- [WHAT IS ASKED]:
Repeat, without any change, the part of the records that opens with the line containing "Target: rear wheel" and runs through the end of the records, including both of those ends.

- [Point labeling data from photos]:
★ ★ ★

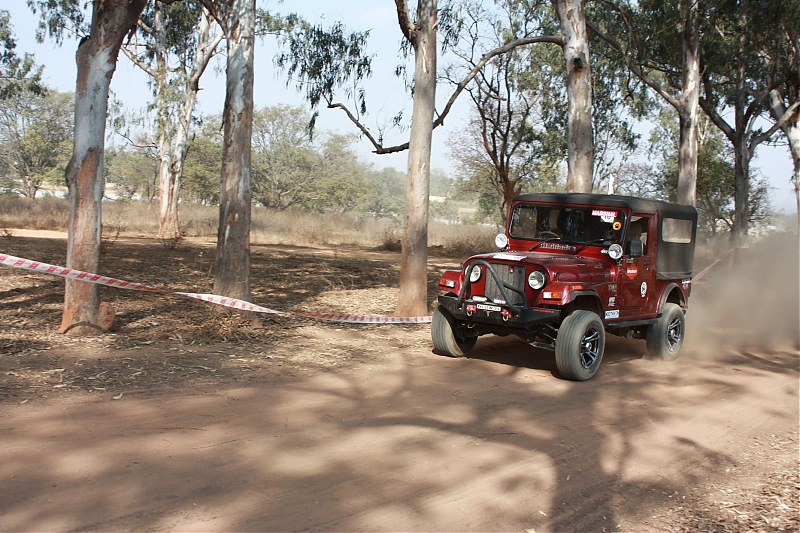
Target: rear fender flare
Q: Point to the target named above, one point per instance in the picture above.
(669, 296)
(588, 300)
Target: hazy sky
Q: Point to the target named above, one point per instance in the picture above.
(386, 94)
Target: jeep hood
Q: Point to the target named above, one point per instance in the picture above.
(560, 267)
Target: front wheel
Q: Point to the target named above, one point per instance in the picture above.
(445, 339)
(580, 344)
(665, 337)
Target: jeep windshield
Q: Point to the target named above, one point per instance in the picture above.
(602, 226)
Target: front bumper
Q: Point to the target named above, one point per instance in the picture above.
(504, 317)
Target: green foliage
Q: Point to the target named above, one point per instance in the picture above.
(290, 170)
(58, 18)
(35, 140)
(203, 165)
(715, 176)
(133, 173)
(322, 60)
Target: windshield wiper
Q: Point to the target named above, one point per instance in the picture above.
(588, 243)
(549, 239)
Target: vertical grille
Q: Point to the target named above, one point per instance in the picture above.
(512, 275)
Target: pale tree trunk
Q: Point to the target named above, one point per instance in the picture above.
(96, 60)
(232, 261)
(176, 143)
(580, 143)
(689, 108)
(741, 193)
(791, 128)
(413, 297)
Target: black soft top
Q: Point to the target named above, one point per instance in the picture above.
(641, 205)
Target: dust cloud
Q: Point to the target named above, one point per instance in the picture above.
(751, 302)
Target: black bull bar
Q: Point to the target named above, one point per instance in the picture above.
(516, 316)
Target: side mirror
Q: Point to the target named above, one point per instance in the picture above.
(501, 241)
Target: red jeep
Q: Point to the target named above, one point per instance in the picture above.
(572, 267)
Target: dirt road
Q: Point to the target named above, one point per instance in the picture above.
(383, 435)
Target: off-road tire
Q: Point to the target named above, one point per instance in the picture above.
(445, 342)
(580, 345)
(665, 337)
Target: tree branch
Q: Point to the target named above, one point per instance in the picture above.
(650, 81)
(406, 26)
(380, 149)
(779, 124)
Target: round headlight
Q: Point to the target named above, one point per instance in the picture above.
(536, 279)
(615, 251)
(475, 275)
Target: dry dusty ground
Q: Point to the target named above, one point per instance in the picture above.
(185, 418)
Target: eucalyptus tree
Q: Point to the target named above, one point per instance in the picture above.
(580, 147)
(660, 43)
(504, 142)
(737, 78)
(715, 175)
(237, 18)
(285, 160)
(781, 43)
(173, 45)
(96, 59)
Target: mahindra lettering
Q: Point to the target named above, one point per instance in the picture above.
(572, 267)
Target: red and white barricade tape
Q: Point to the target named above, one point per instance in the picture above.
(234, 303)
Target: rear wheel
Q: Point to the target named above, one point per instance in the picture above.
(665, 337)
(445, 339)
(580, 344)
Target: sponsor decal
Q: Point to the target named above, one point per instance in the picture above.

★ ★ ★

- [ANSWER BELOW]:
Target: rear wheel
Q: Point to the target named above, one point per instance in the picture above.
(665, 337)
(445, 339)
(580, 344)
Target: sponsor decal
Q: Point to the target named above, one point per instance in the picture above.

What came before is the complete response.